(Data records)
[start]

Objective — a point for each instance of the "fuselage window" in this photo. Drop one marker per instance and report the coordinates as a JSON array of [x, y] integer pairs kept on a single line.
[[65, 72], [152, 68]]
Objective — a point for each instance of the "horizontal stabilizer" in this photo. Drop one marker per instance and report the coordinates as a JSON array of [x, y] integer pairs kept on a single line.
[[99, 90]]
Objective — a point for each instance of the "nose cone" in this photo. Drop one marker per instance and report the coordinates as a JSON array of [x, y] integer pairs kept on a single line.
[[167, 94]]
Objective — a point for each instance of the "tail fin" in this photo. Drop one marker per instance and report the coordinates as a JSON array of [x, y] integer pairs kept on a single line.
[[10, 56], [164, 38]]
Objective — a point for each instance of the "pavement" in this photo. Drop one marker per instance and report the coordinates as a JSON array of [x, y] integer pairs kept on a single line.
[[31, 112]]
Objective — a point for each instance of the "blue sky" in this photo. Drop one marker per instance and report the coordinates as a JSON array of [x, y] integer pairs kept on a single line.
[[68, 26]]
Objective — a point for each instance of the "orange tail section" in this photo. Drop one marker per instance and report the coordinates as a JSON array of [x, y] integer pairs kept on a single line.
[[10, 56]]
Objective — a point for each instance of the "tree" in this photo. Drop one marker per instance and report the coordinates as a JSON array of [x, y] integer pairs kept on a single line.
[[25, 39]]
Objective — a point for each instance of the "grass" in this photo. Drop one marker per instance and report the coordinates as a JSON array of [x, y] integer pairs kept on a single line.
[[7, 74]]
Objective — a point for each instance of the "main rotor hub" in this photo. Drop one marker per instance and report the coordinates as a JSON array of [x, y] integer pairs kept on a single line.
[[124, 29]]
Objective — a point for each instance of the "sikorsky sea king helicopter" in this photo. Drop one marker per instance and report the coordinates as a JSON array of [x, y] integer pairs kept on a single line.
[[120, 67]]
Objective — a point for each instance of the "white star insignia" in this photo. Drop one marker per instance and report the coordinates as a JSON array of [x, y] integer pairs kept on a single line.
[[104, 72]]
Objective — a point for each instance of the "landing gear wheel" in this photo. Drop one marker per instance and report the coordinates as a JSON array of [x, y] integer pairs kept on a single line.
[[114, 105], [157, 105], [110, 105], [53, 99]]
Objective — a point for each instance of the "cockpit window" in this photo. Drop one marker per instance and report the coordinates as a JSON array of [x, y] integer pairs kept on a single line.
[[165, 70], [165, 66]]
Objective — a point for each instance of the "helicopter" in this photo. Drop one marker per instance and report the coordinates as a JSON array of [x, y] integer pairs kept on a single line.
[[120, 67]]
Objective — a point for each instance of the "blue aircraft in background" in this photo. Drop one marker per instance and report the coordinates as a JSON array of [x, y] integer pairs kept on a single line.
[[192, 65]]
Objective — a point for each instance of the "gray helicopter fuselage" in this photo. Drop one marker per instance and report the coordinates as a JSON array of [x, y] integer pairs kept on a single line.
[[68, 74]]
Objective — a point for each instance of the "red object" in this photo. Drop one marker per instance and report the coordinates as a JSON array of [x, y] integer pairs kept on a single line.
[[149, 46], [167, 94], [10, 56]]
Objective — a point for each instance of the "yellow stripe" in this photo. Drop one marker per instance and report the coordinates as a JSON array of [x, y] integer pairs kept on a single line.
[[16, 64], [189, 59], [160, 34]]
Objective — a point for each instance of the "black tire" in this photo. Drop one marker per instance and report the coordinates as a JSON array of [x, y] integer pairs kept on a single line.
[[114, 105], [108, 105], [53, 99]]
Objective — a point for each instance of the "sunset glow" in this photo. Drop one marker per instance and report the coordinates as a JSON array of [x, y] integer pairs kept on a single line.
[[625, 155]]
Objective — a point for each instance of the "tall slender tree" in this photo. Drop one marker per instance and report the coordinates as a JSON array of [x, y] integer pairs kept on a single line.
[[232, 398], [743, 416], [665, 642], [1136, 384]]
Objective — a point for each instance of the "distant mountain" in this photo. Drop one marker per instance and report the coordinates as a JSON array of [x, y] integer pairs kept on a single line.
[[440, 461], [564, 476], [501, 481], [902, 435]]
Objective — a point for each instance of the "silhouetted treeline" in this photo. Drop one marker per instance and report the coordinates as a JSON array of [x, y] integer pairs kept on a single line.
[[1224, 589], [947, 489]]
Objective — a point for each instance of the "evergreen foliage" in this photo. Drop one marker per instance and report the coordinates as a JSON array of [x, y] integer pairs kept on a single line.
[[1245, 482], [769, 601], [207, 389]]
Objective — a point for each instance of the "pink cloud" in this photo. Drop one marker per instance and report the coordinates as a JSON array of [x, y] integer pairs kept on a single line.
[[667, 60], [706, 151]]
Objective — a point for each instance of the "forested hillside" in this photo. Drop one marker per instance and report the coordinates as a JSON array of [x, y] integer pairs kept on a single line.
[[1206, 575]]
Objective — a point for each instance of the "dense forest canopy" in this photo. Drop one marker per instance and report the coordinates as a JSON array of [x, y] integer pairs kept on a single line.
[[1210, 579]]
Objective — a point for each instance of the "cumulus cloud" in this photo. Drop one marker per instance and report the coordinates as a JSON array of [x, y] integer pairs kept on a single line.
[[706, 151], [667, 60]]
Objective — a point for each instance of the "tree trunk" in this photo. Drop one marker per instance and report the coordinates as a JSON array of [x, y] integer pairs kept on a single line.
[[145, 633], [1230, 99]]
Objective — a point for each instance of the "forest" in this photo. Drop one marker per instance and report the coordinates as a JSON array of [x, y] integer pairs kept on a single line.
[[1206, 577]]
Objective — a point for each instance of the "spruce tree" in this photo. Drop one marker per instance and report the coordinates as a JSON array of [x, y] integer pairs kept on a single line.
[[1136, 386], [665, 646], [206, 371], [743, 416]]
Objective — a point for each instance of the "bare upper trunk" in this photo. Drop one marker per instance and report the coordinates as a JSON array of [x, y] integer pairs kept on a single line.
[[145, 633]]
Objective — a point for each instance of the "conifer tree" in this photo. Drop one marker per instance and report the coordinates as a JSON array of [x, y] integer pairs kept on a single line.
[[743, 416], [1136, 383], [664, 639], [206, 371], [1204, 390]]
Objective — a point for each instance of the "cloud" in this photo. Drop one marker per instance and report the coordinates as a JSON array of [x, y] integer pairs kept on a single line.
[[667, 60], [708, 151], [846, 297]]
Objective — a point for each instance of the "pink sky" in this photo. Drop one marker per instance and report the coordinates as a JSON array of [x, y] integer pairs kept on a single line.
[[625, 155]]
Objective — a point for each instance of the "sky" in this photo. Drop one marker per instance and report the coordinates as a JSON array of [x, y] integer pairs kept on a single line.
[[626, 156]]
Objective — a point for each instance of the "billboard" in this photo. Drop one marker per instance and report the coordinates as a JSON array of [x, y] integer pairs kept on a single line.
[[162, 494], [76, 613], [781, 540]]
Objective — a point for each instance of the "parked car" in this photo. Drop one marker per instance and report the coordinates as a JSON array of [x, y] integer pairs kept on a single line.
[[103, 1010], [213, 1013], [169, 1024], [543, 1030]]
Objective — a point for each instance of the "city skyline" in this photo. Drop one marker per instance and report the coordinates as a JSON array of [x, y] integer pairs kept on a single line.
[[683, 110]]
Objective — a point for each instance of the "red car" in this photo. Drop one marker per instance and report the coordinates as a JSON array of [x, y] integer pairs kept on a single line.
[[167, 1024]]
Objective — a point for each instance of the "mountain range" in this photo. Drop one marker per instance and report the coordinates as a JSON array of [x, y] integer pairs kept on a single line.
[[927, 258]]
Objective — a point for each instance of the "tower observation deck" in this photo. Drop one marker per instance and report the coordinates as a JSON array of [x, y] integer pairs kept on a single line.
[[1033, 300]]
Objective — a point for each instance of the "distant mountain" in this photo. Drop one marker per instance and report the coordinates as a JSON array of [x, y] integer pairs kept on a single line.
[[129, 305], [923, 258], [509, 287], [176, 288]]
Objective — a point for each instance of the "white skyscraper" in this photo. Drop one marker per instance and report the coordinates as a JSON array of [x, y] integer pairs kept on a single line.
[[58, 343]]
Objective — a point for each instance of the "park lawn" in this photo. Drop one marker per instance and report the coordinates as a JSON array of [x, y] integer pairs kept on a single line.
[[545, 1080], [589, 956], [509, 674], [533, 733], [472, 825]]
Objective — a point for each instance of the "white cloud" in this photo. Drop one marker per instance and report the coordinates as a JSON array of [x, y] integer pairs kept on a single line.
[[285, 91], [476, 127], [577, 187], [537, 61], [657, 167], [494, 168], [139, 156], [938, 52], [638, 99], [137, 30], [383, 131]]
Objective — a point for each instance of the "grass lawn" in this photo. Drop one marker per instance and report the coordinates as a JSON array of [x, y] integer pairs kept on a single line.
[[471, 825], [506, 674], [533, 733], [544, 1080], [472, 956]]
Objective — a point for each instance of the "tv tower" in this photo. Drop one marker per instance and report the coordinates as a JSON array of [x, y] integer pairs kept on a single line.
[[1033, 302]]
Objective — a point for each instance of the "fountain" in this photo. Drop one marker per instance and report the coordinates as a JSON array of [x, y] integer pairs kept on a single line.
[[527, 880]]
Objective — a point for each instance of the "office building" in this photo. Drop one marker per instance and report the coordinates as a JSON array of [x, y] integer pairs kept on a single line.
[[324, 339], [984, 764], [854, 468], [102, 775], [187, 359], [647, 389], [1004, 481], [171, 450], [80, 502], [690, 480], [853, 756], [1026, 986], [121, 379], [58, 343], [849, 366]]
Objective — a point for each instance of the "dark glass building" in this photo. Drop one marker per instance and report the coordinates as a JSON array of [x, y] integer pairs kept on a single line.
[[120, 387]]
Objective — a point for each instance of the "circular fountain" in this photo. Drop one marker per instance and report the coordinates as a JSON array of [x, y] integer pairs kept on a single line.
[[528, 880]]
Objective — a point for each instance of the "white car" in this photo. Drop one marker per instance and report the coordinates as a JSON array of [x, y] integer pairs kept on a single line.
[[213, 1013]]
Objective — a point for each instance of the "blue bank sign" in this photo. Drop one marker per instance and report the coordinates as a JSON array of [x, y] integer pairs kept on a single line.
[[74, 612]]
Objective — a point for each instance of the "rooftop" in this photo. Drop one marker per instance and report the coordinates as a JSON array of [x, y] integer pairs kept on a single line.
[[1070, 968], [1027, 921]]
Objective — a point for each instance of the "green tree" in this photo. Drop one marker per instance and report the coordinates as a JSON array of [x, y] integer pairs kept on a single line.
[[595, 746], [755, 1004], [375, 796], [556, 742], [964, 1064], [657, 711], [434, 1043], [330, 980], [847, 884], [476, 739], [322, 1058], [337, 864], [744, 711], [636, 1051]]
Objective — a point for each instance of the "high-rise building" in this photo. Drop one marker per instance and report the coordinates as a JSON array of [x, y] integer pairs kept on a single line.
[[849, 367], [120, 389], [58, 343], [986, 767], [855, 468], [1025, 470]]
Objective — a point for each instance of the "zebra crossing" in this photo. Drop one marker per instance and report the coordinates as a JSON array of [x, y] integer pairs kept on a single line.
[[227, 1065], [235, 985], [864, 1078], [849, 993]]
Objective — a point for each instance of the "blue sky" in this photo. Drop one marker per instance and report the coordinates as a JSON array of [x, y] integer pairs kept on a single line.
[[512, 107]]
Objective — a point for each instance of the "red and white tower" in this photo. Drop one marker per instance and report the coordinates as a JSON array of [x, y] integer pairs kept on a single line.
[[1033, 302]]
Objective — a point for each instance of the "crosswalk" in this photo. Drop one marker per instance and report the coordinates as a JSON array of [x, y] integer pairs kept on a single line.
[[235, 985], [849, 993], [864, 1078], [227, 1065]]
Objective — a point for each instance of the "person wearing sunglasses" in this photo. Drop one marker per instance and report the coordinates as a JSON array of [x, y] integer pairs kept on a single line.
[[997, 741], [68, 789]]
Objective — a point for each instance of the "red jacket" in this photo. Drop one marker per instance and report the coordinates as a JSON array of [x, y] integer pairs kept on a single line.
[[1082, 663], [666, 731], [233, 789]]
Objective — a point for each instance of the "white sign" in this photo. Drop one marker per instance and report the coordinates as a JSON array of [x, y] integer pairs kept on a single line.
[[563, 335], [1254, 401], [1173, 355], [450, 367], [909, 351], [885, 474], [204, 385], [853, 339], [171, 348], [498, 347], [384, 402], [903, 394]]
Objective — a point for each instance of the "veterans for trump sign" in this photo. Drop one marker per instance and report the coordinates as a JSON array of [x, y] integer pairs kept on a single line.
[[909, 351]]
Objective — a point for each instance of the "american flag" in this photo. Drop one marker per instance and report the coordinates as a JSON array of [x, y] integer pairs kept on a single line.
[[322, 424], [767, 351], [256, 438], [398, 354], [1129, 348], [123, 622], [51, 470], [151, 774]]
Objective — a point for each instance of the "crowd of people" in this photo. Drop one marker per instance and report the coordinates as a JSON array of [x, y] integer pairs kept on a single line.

[end]

Stated task: Show, copied in full, each line of the entries above that contains the string "grass". Matching is case-sensitive.

Exercise answer:
Objective — a point for each instance of the "grass" in this photo. Drop one marker per instance and report the coordinates as a JSON array of [x, y] integer pairs kept on a single line.
Objective — a point for each instance of the "grass lawn" in this photo. Drop one marker per instance and report the coordinates as a JSON array of [x, y] integer pairs kept on a single line.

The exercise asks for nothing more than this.